EXERCISE A: Could you set down, word for word, everything in the Imaqtpie article below from "The hardest part" down to "pro players worldwide."?
EXERCISE B: What names does the Imaqtpie article below use for the player it profiles?
EXERCISE C: Can you condense the paragraph of the Imaqtpie article below that begins "Like I said earlier" into a short list of its main points?

EXTRACTED TEXT:
☆ ☆ ☆ ☆

The hardest part of writing this piece was deciding the title. The truth is that Imaqtpie is the most difficult player to understand that I’ve ever been a fan of. Normally, when I write tribute articles I try to find an underlying storyline that carried its way through a player’s career.
For instance, Imaqtpie is perhaps the only player to completely flip the community script. Oftentimes, when fans settle on an opinion, a player is extremely hard-pressed to change their opinion. For much of Season 2, Imaqtpie was regarded as a lazy troll who held back his team’s star solo laners. By Season 3 he had become the face of the Dignitas franchise (along with scarra) and one of the most beloved pro players worldwide.
Like I said earlier, Imaqtpie’s career contains too many storylines to fully explore. However, a few stood out to me above all others. As a player Imaqtpie has probably been historically underrated. As a streamer, Qt played the fool but actually provided rare insight into the community mind. Overall, Qtpie strikes me as someone who has truly found his flavor and place in the world. It may be impossible for fans of his gameplay or his stream to fully understand him, but there is no doubt in my mind that we are seeing a genuine product.
The Underrated Hypercarry:
I have always felt that Imaqtpie’s play has been historically underrated. I already went through Dignitas’ early time in my scarra piece, and I will mostly avoid talking about that time period since Season 2 was when Qtpie began gaining notoriety. Fans of his stream would be delighted to learn that one of his signature champions in Season 1 was Heimerdinger. His other signature champion was AP Caitlyn.

☆ ☆ ☆ ☆

DATA SUPPLIED:
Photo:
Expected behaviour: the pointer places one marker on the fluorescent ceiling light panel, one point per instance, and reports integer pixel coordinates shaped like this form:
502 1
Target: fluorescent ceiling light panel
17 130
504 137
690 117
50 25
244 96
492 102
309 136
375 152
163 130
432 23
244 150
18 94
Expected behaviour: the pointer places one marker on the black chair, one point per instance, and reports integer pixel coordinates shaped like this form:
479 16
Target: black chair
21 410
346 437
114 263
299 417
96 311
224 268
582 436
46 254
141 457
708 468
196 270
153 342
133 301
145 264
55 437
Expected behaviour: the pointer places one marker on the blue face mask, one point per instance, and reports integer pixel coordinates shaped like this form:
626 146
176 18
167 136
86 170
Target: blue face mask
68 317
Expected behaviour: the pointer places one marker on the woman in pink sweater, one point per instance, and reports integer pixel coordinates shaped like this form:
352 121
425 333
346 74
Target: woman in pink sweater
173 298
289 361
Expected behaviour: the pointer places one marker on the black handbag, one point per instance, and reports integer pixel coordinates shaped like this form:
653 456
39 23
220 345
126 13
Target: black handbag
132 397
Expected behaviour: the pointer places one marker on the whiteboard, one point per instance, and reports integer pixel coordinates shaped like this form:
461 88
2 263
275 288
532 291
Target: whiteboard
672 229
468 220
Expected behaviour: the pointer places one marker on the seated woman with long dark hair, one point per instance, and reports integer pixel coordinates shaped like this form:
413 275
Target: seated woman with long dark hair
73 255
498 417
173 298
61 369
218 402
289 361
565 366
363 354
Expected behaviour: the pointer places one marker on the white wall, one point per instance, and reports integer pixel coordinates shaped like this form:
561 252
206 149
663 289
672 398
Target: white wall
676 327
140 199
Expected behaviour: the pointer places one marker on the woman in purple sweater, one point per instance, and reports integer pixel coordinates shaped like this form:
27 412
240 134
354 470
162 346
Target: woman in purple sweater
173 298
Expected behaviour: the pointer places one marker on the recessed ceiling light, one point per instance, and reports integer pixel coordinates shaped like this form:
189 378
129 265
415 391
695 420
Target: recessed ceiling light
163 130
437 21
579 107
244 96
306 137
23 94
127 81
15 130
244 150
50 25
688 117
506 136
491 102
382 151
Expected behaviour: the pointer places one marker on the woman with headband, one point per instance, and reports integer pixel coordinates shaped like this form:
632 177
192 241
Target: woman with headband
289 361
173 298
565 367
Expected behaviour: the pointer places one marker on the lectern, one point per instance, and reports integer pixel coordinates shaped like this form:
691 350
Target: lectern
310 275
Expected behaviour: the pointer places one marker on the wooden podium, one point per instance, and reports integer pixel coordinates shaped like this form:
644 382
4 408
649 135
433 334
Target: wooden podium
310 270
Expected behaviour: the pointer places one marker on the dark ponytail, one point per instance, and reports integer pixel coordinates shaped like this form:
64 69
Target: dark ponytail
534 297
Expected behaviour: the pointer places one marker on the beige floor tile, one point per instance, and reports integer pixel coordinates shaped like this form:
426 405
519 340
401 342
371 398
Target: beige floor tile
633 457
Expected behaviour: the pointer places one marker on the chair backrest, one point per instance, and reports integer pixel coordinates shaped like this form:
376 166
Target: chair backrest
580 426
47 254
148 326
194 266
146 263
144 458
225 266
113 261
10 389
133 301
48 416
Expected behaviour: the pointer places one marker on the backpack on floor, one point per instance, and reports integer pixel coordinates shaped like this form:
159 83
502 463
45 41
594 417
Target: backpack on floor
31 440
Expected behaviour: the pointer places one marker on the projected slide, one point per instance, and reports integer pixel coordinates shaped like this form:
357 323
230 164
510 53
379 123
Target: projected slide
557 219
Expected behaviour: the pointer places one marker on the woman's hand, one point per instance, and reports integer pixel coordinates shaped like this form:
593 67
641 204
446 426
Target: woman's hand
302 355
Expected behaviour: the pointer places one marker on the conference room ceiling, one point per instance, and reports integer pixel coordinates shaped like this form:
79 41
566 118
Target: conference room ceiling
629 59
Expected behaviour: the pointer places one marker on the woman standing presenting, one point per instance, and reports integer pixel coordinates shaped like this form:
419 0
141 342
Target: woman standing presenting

☆ ☆ ☆ ☆

FINISHED ANSWER A:
The hardest part of writing this piece was deciding the title. The truth is that Imaqtpie is the most difficult player to understand that I’ve ever been a fan of. Normally, when I write tribute articles I try to find an underlying storyline that carried its way through a player’s career.
For instance, Imaqtpie is perhaps the only player to completely flip the community script. Oftentimes, when fans settle on an opinion, a player is extremely hard-pressed to change their opinion. For much of Season 2, Imaqtpie was regarded as a lazy troll who held back his team’s star solo laners. By Season 3 he had become the face of the Dignitas franchise (along with scarra) and one of the most beloved pro players worldwide.

FINISHED ANSWER B: Imaqtpie, Qtpie, Qt

FINISHED ANSWER C:
- Imaqtpie's career has too many storylines to explore fully, but a few stand out.
- As a player, he has probably been historically underrated.
- As a streamer, he played the fool but gave rare insight into the community mind.
- He seems to have found his flavor and place in the world.
- Fans may never fully understand him, but the writer has no doubt he is genuine.